» **About this task**: Both the line below containing "Need: a dot on every instance of the safety" and the line containing "Need: a dot on every instance of the standing", along with every line between them, should be repeated exactly; no other line belongs in the answer.

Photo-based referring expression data

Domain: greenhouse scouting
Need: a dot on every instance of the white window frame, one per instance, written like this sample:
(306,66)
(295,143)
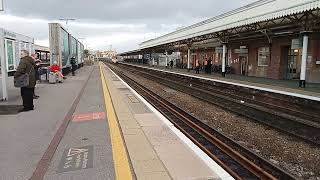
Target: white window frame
(268,57)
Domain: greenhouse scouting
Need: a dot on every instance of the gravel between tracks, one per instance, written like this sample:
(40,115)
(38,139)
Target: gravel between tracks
(299,158)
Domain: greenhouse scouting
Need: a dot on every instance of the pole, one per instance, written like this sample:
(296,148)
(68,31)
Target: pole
(302,82)
(189,57)
(4,73)
(224,50)
(166,60)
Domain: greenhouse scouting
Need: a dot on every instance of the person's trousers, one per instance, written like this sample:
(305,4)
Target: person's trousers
(27,97)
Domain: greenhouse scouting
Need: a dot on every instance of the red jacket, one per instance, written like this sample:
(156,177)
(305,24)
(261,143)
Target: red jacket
(54,68)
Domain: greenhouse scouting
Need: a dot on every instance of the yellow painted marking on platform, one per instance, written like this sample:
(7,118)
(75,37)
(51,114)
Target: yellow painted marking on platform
(119,153)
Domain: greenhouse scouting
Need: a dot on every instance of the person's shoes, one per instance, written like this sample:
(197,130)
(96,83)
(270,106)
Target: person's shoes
(25,110)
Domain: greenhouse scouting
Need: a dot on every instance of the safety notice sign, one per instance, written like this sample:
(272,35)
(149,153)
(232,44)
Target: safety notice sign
(76,159)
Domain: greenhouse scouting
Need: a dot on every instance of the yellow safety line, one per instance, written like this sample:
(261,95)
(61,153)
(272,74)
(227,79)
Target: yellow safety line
(119,153)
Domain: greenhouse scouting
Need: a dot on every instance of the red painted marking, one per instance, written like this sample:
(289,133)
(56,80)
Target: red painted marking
(89,117)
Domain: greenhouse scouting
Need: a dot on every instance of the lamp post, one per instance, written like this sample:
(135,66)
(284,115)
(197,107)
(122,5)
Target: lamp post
(67,20)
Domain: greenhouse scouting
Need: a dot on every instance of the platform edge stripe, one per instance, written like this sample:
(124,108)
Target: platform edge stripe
(219,171)
(46,159)
(119,153)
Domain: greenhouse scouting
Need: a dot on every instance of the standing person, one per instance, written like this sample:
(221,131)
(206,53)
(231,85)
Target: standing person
(209,66)
(26,66)
(73,65)
(55,68)
(197,66)
(206,65)
(37,74)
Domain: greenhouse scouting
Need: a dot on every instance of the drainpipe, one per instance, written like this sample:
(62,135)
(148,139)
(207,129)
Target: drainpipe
(302,82)
(224,51)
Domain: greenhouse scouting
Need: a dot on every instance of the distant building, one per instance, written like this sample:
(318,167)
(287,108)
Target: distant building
(105,54)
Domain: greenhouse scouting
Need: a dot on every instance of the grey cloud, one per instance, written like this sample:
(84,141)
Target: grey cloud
(122,10)
(136,17)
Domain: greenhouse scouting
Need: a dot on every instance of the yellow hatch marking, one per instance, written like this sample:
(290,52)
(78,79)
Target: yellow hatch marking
(119,153)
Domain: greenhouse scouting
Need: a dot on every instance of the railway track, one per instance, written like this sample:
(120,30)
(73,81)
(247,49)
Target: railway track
(237,160)
(298,122)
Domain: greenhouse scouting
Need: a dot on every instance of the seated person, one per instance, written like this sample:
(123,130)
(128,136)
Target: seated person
(55,68)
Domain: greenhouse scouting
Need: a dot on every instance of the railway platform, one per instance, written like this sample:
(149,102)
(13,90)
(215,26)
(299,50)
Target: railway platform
(287,87)
(94,126)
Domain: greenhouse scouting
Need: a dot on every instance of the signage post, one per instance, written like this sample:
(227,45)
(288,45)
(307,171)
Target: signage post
(4,73)
(1,5)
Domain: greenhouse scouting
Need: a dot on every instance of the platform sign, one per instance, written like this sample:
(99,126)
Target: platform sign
(10,54)
(296,44)
(1,5)
(76,159)
(218,50)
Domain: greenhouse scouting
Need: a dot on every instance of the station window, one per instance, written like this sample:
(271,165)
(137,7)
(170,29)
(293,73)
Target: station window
(263,56)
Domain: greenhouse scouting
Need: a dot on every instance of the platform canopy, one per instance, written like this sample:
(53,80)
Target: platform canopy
(260,11)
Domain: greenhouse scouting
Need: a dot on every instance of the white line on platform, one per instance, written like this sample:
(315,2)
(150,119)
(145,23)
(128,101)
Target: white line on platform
(202,155)
(315,98)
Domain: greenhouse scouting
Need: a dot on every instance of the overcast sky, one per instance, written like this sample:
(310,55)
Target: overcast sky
(120,23)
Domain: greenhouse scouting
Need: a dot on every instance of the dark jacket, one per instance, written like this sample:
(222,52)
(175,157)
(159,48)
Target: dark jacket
(27,65)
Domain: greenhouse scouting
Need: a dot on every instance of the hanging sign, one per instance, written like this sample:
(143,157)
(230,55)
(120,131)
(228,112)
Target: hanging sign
(241,51)
(219,50)
(295,44)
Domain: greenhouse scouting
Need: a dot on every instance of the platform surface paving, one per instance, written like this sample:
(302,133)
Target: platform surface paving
(153,149)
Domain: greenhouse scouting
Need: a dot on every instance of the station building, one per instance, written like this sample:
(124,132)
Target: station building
(277,39)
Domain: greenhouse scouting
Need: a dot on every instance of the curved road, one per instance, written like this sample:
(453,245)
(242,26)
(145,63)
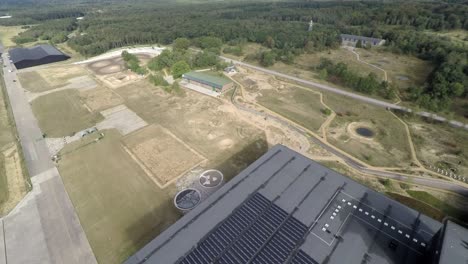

» **Expected answer**:
Need: a dot on every instance of the safety notice sign, one per instance, written like this sample:
(272,35)
(149,153)
(232,44)
Target: safety notice sign
(76,159)
Domain: greenhouse scouting
Need: a dot on every instance of the yellow safety line, one per instance, written like this sample:
(261,95)
(61,153)
(272,74)
(227,79)
Target: yellow safety line
(119,153)
Domain: greenhouse scouting
Need: a dot on every instance of the red painted marking, one per instance, written like this sample:
(289,133)
(56,80)
Target: red painted marking
(89,117)
Domain: greenhouse scouting
Need: a dot on every instance of the lamp post, one per instance, written like this sample:
(135,66)
(284,115)
(197,107)
(122,5)
Target: lamp post
(67,20)
Domain: greenhouse scouting
Need: a dot on every instance of the platform edge stripe, one per instance, written like this sample:
(124,108)
Target: platform edge stripe
(219,171)
(46,159)
(119,153)
Domain: greenhouse scouting
Need: a dot on every instance of the standing person, one per instance, written like this sample:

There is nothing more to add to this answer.